READING TEXT START

1. Now, the first thing that necessarily occurs in the constitution of happiness, is a full and complete deliverance from every evil and every grievance; which we may as certainly expect to meet with in that heavenly life, as it is impossible to be attained while we sojourn here below. All tears shall be wiped away from our eyes, and every cause and occasion of tears for ever removed from our sight. There, there are no tumults, no wars, no poverty, no death, nor disease; there, there is neither mourning, nor fear, nor sin, which is the source and fountain of all other evils; there is neither violence within doors nor without, nor any complaint in the streets of that blessed city. There, no friend goes out, nor enemy comes in.

2. Full vigour of body and mind; health, beauty, purity, and perfect tranquillity.

3. The most delightful society of angels, prophets, apostles, martyrs, and all the saints; among whom there are no reproaches, contentions, controversies, nor party spirit, because there are there none of the sources whence they can spring, nor anything to encourage their growth; for there is there, particularly, no ignorance, no blind self-love, no vain-glory, nor envy, which is quite excluded from those Divine regions; but, on the contrary, perfect charity, whereby every one, together with his own felicity, enjoys that of his neighbours, and is happy in the one as well as the other; hence there is among them a kind of infinite reflection and multiplication of happiness, like that of a spacious hall

adorned with gold and precious stones, dignified with a full assembly of kings and potentates, and having its walls quite covered with the brightest looking-glasses.

READING TEXT END
DATA SHOWN START

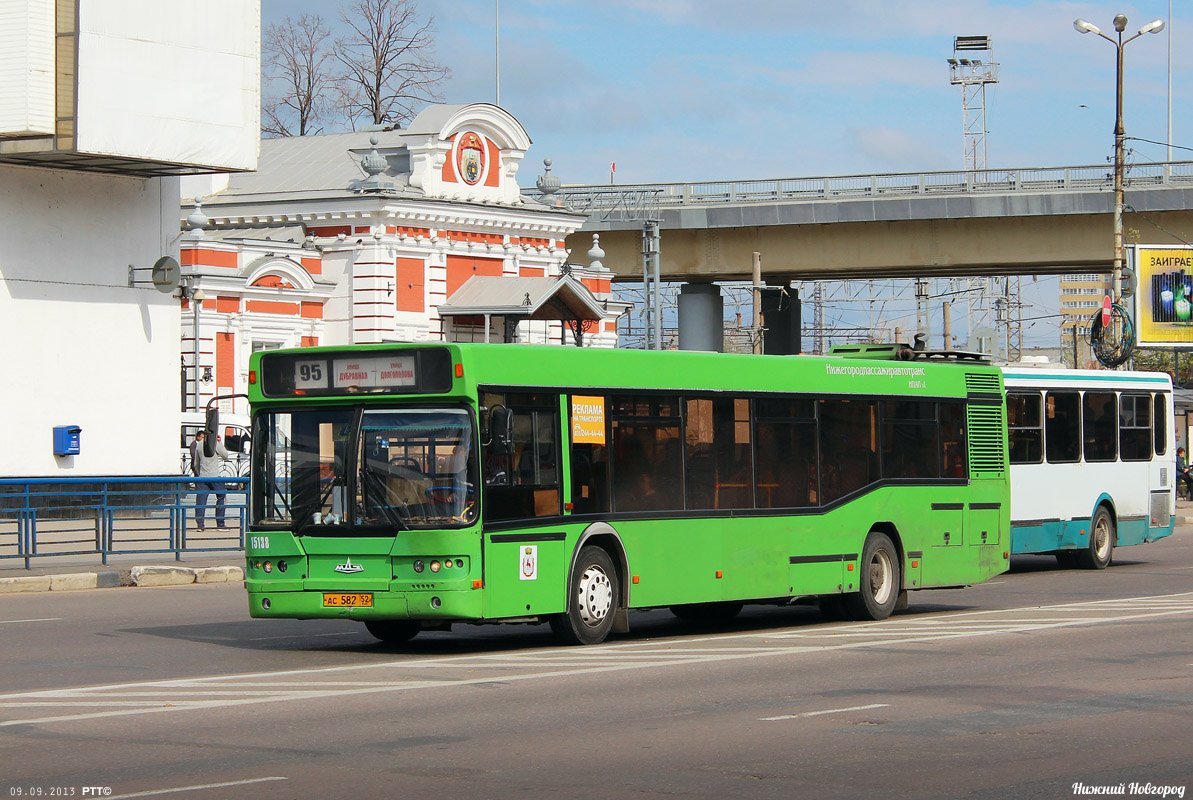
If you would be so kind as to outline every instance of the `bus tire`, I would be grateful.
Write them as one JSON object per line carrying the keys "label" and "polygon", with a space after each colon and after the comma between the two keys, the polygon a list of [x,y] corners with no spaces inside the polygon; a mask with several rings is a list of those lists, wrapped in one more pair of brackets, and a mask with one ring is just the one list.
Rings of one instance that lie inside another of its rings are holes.
{"label": "bus tire", "polygon": [[365,630],[385,644],[402,644],[419,635],[422,626],[410,620],[369,620]]}
{"label": "bus tire", "polygon": [[693,622],[728,622],[742,612],[742,603],[687,603],[686,606],[672,606],[670,613],[681,620]]}
{"label": "bus tire", "polygon": [[600,644],[613,630],[619,596],[608,553],[594,545],[583,547],[568,577],[568,610],[551,615],[551,631],[567,644]]}
{"label": "bus tire", "polygon": [[1114,557],[1114,520],[1099,506],[1089,523],[1089,545],[1077,551],[1077,564],[1086,570],[1105,570]]}
{"label": "bus tire", "polygon": [[877,531],[866,537],[858,564],[859,591],[841,597],[849,619],[884,620],[891,615],[901,588],[898,566],[898,551],[890,537]]}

DATA SHOWN END

**WHAT THE EXERCISE ASKS**
Please write out the passage on heavenly happiness word for word, starting with "adorned with gold" and going on through "the brightest looking-glasses.". The lines aren't needed for this exercise.

**SOLVED PROBLEM**
adorned with gold and precious stones, dignified with a full assembly of kings and potentates, and having its walls quite covered with the brightest looking-glasses.